_Texto para leitura:_
------------------------------------------------------------------------
Curitiba – Diante da falta de acordo sobre preços e tarifas, a Gazprom, consórcio controlado pelo governo russo, cortou no início de 2006 o fornecimento de gás natural a Ucrânia, por onde passam 80% do gás exportado pela Rússia com destino ao mercado europeu. O episódio provocou críticas ao governo russo por estar utilizando o gás como "moeda política" e pelo transtorno temporário na distribuição de gás – que afetou a Europa Ocidental em pleno inverno.

No fim do ano passado, a Geórgia aceitou pagar US$ 235 por mil metros cúbicos de gás natural, mais do que o dobro do preço na época, diante das reivindicações russas de que era necessário adequar o preço ao padrão do mercado europeu.

Assim como a Geórgia, a Bielo -Rússia também teve problemas com a Rússia no fim de 2006. Em discussão, estavam os preços para o transporte do petróleo que Rússia exporta à Europa, passando pelo território bielo-russo. A Rússia deixou de fornecer petróleo à Europa por três dias. No fim das contas, os dois países fecharam um acordo para reduzir de US$ 180 para US$ 53 por tonelada a tarifa de exportação do petróleo russo .

Curitiba – Efeito cascata. É o cenário da crise do gás na América Latina. Dessa vez, o problema não está nas relações entre Brasil e Bolívia e as refinarias da Petrobrás, mas sim no déficit de gás regional – que levou ao racionamento na Argentina e Chile em pleno início de inverno. Um dos vilões da história: a falta de investimentos no setor de hidrocarbonetos, tanto na Bolívia quanto na Argentina. Para complicar ainda mais a situação, na semana passada, a Bolívia reduziu a exportação de gás natural para a Argentina, que por sua vez exportou menos para o Chile.

Um aumento na demanda na Bolívia e Brasil, que tem prioridade para receber gás boliviano, foi o suficiente para vender menos aos argentinos. Do outro lado, os chilenos dependem da importação de gás da Argentina, que vem produzindo cada vez menos nos últimos anos e aumentou sua dependência energética em relação à Bolívia. Hoje, o Chile se vê sem opção, já que não mantém relações diplomáticas com a Bolívia e não tem outro vizinho, além da Argentina, de quem possa importar o gás.

Evo Morales, presidente da Bolívia, sinalizou na semana passada que poderia vir a negociar gás natural com o Chile sem vincular a uma troca pela saída para o Oceano Pacífico, uma antiga reivindicação boliviana desde que perderam território para os chilenos na Guerra do Pacífico (1879–1884).

Alguns analistas consideram que o presidente da Venezuela, Hugo Chávez, teria interesse num possível acordo de venda de gás natural entre Bolívia e Chile – já que os chilenos vêem a figura do líder venezuelano e seu socialismo do século 21 com certa restrição.
------------------------------------------------------------------------
_Informações apresentadas:_
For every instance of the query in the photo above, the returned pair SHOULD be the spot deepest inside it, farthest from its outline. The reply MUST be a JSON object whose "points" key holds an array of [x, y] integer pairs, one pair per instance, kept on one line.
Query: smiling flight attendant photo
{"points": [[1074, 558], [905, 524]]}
------------------------------------------------------------------------
_Enunciado:_
Dê sequência ao texto sobre a crise do gás, escrevendo o trecho que viria logo após a última frase.

_Resposta do exercício:_
Nas negociações com o Chile, a Bolívia sempre levará como pano de fundo a questão da troca de gás por uma saída para o mar, diz Hugo Eduardo Meza Pinto, doutor em Integração da América Latina pela Universidade de São Paulo e professor das Faculdades Santa Cruz e UnicenP. "O Chile está encurralado. Teria de importar gás natural em navios, ou a segunda opção seria negociar com o Peru – mas os dois países não mantêm relações diplomáticas por desavenças quanto à fronteira marítima." Estima-se que 20% da estrutura energética no Chile dependa do gás natural.

O Chile está sem alternativas para o problema, já que o gás natural produzido pelos argentinos mal dá conta da demanda interna e o vizinho boliviano, que detém as maiores reservas de gás natural da região, não é confiável em termos jurídicos, argumenta Meza Pinto.

O caos argentino

Desde 2002, a Argentina assiste à queda dos investimentos no setor de hidrocarbonetos, comenta Marco Tavares, sócio-diretor da assessoria empresarial Gás Energy. "De lá pra cá, os investimentos estão paralisados e os preços praticados estão muito abaixo do mercado, desestimulando o setor. Houve congelamento de preços." Ou seja, o que se vê é um déficit de gás regional – o setor de hidrocarbonetos não está sendo rentável para novos investimentos nem na Bolívia e muito menos na Argentina. "No curto prazo, não vejo mudanças no caso boliviano."

O atual racionamento de gás natural na Argentina pode provocar uma redução de 8% a 20% na produção industrial do país, com perda estimada de US$ 1,5 bilhão no superávit comercial de 2007. A falta de gás natural marca o inverno tanto no Chile quanto na Argentina, onde a onda de frio já matou pelo menos 40 pessoas. Distribuidoras de gás argentinas apontam que o fornecimento às indústrias sofreu redução a 40%.

Por conta das eleições presidenciais em outubro, o governo de Néstor Kirchner reduziu o gás para as indústrias, e manteve o fornecimento para veículos e residências – uma forma de esconder o "tamanho" da crise, analisa o diretor do Centro Brasileiro de Infra-Estrutura, Adriano Pires.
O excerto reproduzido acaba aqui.